# Non-Lucrative Visa: Maintaining fiscal compliance and legal immigration status at the



## lashend (Dec 6, 2015)

Non-Lucrative Visa: Maintaining fiscal compliance and legal immigration status at the same time

[Short summary: USA citizen with non-lucrative visa, will arrive in Spain in April of this year; hoping to convert it to residence-with-work visa/permit in the Year 2 visa renewal. Remotely based freelancer with international clients. I think I should pay income taxes to Spain but don’t want to violate the terms of the non-lucrative visa. Can you please help me figure it out? Thank you!]

Hi everyone, and thank you very much if any of you can help me figure things out. I’m a real novice about a lot of these things, and, while I’ve done a lot of reading in preparation for my move, there’s still a lot to figure out. I’m “learning as I go,” and I’ll really appreciate any advice from those of you have “been there and done that.” Thank you!

My question now has to do with navigating the two big issues of visa status and tax status. To make it clear from the beginning, I want to do everything above-board, to comply with the laws, and to make sure each country is getting the tax that I owe it. I also want to be sure that I don’t violate any immigration laws: my hope is to move to Spain for the long haul, and I want to lay all the groundwork now to make that (the visa renewals and conversions I’ll have to make over the next few years) as sure and as smooth as possible. 

Here’s my situation: I’m a new-ish freelancer, and I’m preparing to move to Spain in April. I’m awaiting (with fingers crossed) my visa now. As I wrote, I hope that this will be Year 1 of a permanent move to Spain. Here are some possibly relevant details about me and my situation: 
•	I am a USA citizen.

◆ ◆ ◆

TASK 1: From the non-lucrative visa thread, pull out the stretch from "My question now" through "smooth as possible." word for word.
TASK 2:
Answer these from the non-lucrative visa thread:
(a) In what month does the poster plan to move to Spain?
(b) Which country is the poster a citizen of?
(c) At which visa renewal does the poster hope to convert to a residence-with-work visa or permit?

DATA:

◆ ◆ ◆

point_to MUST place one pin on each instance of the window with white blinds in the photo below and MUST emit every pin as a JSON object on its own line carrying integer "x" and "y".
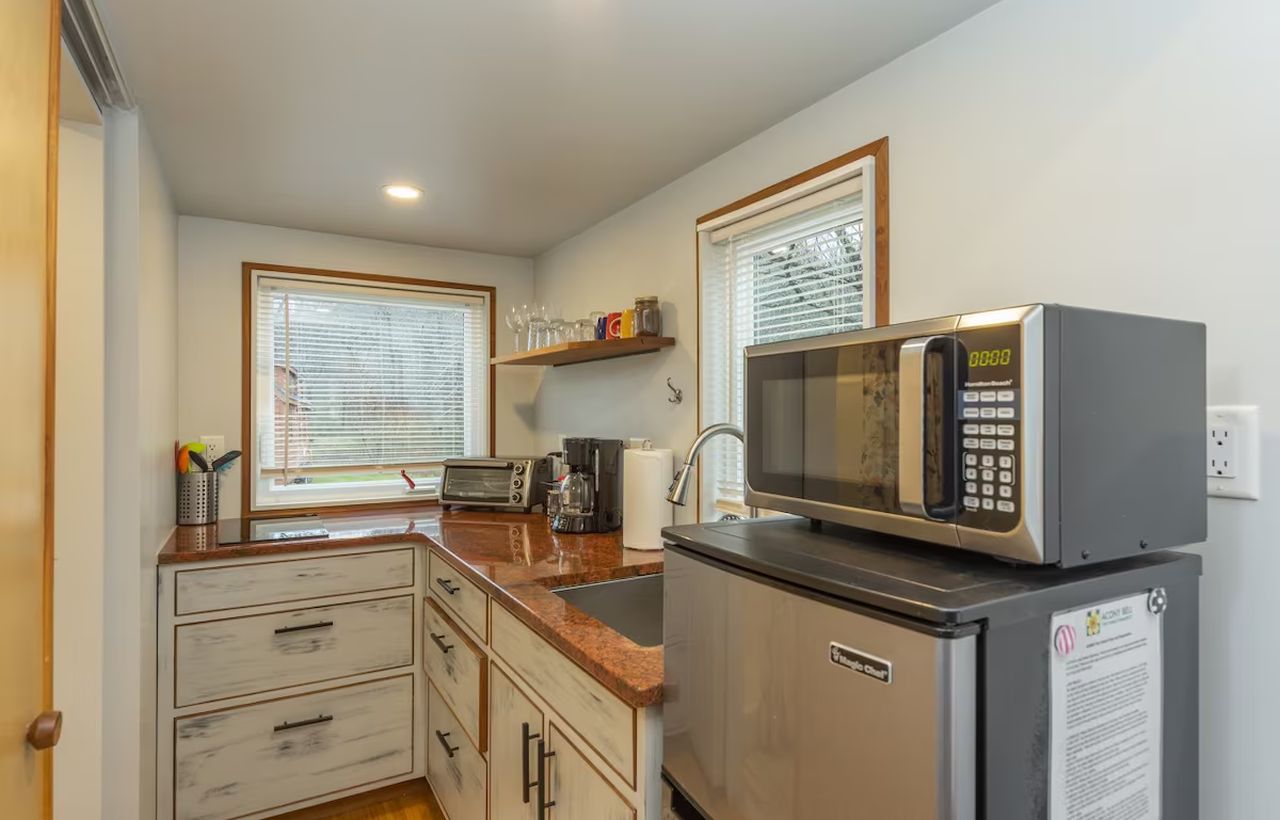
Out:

◆ ◆ ◆

EXPECTED ANSWER 1:
My question now has to do with navigating the two big issues of visa status and tax status. To make it clear from the beginning, I want to do everything above-board, to comply with the laws, and to make sure each country is getting the tax that I owe it. I also want to be sure that I don’t violate any immigration laws: my hope is to move to Spain for the long haul, and I want to lay all the groundwork now to make that (the visa renewals and conversions I’ll have to make over the next few years) as sure and as smooth as possible.

EXPECTED ANSWER 2:
(a) April
(b) The USA
(c) The Year 2 renewal